Scan the records for the word "board". Return each line where it is found.

(Dataset entries)
________
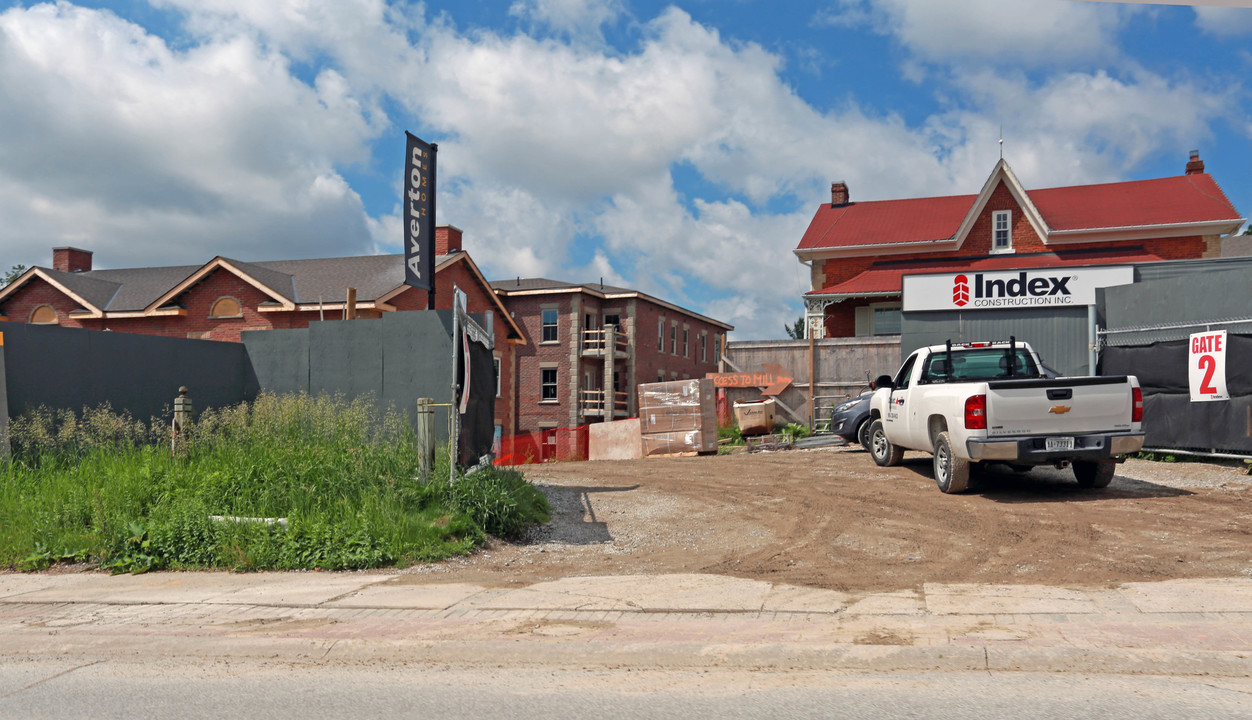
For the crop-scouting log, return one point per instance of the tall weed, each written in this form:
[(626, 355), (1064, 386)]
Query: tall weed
[(103, 487)]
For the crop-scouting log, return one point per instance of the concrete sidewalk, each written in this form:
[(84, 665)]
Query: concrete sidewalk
[(1177, 627)]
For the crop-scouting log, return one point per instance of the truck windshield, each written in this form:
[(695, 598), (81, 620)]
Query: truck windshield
[(979, 365)]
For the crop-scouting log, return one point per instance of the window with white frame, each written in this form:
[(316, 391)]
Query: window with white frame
[(1002, 232), (878, 319), (547, 385), (550, 321)]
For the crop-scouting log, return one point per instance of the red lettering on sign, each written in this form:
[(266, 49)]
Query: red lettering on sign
[(1208, 365)]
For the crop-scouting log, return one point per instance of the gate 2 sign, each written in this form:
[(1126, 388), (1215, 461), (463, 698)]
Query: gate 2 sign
[(1206, 366)]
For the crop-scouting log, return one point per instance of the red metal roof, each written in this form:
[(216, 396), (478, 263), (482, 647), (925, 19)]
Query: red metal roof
[(1161, 202), (882, 222), (885, 277)]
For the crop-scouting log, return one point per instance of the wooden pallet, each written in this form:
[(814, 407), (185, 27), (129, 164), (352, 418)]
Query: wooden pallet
[(759, 442)]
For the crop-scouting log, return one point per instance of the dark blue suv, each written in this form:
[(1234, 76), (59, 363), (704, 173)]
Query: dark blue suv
[(850, 420)]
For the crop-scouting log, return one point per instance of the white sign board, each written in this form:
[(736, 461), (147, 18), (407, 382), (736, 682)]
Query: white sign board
________
▶ **Written reply**
For the crop-scouting log, return one point per instance of the white sign board, each written in this form:
Query: white sign board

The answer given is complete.